GIVEN DATA ->
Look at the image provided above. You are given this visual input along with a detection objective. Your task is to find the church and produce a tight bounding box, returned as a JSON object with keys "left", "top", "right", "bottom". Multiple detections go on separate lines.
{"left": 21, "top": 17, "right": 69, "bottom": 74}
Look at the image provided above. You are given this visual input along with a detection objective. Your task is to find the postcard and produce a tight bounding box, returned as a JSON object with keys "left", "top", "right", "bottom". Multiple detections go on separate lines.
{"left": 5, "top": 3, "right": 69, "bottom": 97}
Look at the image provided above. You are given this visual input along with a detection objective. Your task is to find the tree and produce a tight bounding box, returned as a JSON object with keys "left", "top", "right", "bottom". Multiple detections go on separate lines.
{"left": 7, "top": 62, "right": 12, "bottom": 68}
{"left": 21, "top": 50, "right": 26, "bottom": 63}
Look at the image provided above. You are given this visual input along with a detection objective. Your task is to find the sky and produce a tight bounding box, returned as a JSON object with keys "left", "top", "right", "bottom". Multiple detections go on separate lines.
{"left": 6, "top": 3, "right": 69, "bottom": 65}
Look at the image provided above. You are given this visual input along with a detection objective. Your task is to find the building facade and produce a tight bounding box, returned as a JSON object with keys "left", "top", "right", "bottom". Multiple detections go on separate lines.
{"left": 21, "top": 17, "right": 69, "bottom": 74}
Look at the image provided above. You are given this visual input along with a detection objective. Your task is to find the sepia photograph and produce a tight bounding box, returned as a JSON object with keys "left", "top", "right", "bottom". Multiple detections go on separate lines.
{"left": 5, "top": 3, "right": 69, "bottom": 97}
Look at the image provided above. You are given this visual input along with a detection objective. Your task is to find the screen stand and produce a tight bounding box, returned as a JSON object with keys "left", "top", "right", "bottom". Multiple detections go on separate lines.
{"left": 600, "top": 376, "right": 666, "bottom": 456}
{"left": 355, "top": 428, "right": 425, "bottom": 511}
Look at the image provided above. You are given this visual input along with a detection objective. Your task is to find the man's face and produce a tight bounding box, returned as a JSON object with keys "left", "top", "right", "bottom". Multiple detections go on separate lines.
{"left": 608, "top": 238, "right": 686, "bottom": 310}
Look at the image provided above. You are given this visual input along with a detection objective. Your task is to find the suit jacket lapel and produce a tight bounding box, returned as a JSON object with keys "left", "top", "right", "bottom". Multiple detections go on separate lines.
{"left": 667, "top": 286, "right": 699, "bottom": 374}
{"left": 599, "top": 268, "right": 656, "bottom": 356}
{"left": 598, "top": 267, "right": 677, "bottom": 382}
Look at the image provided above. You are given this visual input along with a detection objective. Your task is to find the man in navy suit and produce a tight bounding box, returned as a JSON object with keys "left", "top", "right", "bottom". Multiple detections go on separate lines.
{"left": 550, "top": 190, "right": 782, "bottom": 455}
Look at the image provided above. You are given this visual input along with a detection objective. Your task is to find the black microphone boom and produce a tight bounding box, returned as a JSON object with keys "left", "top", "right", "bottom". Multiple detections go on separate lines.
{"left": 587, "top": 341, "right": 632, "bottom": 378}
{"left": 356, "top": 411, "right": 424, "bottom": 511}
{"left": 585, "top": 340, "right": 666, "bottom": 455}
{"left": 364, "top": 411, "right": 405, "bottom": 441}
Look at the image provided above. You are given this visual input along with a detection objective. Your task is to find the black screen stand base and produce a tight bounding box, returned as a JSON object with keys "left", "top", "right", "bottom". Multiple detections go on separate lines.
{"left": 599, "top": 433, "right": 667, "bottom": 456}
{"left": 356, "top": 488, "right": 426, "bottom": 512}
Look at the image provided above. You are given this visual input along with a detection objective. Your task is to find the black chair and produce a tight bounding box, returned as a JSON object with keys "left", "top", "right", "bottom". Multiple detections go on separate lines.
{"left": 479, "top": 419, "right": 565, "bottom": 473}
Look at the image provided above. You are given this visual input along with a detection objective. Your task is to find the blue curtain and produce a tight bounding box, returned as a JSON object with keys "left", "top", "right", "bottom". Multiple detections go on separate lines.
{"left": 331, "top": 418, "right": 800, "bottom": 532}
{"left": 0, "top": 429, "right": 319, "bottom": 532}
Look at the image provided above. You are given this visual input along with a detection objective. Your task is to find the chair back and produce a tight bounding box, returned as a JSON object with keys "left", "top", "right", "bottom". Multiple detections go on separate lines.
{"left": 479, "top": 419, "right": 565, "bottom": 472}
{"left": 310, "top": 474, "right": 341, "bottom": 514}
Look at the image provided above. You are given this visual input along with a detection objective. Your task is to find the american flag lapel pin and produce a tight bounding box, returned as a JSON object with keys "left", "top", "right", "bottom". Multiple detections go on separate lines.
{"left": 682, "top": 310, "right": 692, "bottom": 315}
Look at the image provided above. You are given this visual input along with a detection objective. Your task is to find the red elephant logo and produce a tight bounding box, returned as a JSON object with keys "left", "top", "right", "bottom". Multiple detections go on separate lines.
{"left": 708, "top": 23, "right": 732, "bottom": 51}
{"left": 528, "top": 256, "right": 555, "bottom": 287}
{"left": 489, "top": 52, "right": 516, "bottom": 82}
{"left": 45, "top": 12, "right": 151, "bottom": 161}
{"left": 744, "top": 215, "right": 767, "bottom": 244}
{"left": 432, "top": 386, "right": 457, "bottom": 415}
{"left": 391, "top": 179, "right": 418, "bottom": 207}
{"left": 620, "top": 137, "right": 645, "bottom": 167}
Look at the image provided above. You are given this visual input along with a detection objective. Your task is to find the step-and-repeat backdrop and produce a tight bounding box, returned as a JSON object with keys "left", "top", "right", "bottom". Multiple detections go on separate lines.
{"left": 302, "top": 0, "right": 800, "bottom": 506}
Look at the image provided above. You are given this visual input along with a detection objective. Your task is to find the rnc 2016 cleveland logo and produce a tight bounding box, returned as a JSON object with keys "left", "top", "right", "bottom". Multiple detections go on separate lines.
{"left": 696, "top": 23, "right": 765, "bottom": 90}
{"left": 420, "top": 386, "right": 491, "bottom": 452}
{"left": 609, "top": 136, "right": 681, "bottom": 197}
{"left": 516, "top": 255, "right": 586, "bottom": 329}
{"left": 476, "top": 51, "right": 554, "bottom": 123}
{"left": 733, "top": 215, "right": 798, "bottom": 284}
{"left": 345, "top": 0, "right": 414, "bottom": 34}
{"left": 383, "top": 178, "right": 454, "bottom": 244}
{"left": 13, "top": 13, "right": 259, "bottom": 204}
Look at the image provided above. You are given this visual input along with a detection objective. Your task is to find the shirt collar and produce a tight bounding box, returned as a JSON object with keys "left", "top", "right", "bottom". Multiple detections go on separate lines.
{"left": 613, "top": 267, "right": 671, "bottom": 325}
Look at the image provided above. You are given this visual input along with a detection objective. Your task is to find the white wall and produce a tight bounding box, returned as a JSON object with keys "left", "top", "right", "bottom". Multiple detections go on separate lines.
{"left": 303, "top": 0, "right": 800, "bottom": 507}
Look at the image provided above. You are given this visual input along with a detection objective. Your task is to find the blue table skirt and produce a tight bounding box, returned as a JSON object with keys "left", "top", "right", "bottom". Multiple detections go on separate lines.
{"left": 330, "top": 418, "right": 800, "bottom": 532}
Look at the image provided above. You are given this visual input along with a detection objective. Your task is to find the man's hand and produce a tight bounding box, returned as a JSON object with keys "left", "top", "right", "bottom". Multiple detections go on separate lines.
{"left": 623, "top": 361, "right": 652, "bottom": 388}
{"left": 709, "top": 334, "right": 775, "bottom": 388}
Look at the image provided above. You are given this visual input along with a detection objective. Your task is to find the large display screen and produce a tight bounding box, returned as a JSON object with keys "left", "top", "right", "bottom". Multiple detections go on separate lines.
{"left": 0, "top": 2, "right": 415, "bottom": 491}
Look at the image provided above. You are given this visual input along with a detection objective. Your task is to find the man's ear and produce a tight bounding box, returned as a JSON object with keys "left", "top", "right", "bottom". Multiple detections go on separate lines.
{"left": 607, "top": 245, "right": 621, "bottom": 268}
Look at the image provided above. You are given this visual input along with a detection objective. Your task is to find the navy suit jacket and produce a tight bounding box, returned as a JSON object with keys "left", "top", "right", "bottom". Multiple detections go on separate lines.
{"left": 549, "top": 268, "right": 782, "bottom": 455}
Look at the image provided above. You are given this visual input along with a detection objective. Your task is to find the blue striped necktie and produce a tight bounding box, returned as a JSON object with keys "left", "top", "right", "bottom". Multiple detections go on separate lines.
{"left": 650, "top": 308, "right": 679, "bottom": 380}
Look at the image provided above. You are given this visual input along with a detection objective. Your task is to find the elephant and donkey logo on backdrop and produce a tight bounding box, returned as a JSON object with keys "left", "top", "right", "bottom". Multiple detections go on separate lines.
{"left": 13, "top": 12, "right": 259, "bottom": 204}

WHAT YOU ARE ASKED TO DO -> At the line containing "find the large", start copying. Continue exactly through the final line of the entries above and stop there.

ANSWER FOR THIS EXERCISE ->
Look at the image provided above. You are given this visual input along with a detection objective. Your task is to find the large display screen and produce a tight bounding box, returned as a JSON object with keys "left", "top", "right", "bottom". Multiple detections go on separate lines.
{"left": 0, "top": 2, "right": 415, "bottom": 491}
Look at the image provided above. You are given this visual input along with a detection objective. Your task is to find the man's ear and produce a tight bounding box, returned as a JSON object with keys "left", "top", "right", "bottom". Multiple detections go on separate lines.
{"left": 607, "top": 245, "right": 621, "bottom": 268}
Look at the image provided above. You are given this visual input along with a detection objective. Your task is to find the navy suit jacket and produce a tight bounding box, returned as a JSON object with keys "left", "top", "right", "bottom". Multiple detections go on separate lines.
{"left": 549, "top": 268, "right": 782, "bottom": 455}
Look at the image provided above. You are given this visual input along with a detection objective. Your task is to find the blue striped necktie and produce a tight bounding box, returned as a JSON object with keys "left", "top", "right", "bottom". Multiple detections go on separate lines.
{"left": 650, "top": 308, "right": 679, "bottom": 380}
Look at the image provided above. You are given this visual input along with a detection objective. Your task is to find the elephant and donkey logo on backdrop and produce a tight bounding box, returned as a JSON object with keys "left", "top", "right", "bottom". Multiple detections go on separate lines.
{"left": 13, "top": 12, "right": 259, "bottom": 204}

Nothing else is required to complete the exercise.